■ TASK DIRECTIONS: Set down the line that has "like [(59, 415)]" and each line beneath it, through the last line of the entries, exactly and with no others.

■ EXCERPTED RECORDS:
------

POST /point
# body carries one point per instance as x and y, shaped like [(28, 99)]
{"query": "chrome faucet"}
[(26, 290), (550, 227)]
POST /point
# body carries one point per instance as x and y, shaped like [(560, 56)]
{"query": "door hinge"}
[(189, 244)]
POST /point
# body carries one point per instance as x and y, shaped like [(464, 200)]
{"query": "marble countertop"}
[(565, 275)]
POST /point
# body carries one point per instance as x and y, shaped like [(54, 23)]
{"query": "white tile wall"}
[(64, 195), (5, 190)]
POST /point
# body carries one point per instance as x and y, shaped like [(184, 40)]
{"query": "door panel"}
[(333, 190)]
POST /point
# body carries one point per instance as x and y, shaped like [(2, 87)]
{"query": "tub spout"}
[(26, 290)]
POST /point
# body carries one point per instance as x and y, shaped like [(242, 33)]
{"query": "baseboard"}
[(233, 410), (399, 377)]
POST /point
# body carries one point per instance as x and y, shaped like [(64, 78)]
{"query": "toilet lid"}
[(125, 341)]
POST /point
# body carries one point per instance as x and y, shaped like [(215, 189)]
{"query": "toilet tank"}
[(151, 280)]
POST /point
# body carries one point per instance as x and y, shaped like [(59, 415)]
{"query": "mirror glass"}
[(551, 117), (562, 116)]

------

■ REPLY TO THE EXERCISE:
# body carries one point per instance as x and y, shaped like [(59, 415)]
{"query": "mirror glass"}
[(551, 117), (562, 116)]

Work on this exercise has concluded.